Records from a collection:
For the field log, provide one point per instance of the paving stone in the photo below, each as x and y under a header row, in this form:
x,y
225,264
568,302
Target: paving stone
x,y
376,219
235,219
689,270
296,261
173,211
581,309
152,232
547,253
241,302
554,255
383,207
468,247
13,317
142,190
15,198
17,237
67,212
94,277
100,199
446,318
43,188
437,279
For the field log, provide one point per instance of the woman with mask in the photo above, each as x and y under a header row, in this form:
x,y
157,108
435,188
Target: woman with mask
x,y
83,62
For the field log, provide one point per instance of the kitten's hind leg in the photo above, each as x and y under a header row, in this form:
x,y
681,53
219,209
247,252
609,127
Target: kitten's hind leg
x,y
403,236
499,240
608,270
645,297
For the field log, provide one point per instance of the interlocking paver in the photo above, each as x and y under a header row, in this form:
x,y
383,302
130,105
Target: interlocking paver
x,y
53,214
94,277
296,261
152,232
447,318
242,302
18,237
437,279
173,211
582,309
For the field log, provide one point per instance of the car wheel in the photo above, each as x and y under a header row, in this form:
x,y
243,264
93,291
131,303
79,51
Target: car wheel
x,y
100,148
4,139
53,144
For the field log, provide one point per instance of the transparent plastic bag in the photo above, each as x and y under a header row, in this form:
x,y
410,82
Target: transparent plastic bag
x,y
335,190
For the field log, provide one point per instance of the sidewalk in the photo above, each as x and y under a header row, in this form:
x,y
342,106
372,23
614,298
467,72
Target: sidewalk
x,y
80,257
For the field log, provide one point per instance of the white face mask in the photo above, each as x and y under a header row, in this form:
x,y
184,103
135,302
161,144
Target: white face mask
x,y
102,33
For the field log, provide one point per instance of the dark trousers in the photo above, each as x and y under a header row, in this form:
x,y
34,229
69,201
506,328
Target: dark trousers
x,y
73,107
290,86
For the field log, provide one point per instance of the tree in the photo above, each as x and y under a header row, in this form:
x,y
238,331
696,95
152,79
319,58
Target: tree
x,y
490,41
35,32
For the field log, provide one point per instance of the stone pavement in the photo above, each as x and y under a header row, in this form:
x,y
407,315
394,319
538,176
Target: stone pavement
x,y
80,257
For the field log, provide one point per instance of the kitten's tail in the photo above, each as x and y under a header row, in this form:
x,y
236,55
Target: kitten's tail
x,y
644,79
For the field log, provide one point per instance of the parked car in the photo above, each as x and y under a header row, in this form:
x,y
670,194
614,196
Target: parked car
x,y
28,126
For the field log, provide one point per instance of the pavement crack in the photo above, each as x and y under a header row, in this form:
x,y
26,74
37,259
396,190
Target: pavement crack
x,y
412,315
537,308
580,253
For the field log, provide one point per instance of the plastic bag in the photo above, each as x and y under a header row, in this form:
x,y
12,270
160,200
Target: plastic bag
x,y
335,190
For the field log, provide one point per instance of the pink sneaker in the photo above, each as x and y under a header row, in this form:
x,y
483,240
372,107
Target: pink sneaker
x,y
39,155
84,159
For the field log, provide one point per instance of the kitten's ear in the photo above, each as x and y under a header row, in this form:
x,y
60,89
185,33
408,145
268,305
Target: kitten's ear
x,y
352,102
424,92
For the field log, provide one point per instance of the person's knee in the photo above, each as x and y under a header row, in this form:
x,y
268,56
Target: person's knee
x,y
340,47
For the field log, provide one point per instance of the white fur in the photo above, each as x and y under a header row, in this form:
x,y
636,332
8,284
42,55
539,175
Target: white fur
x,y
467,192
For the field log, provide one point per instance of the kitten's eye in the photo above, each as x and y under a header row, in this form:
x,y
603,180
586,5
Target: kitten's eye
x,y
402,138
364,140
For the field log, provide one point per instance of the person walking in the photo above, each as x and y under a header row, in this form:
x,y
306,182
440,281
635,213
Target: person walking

WORK TO BE COMPLETED: You are asked to count the lines of the records above in which the word "walking" occurs, and to give only that number.

OUTPUT FOR THIS EXERCISE: 2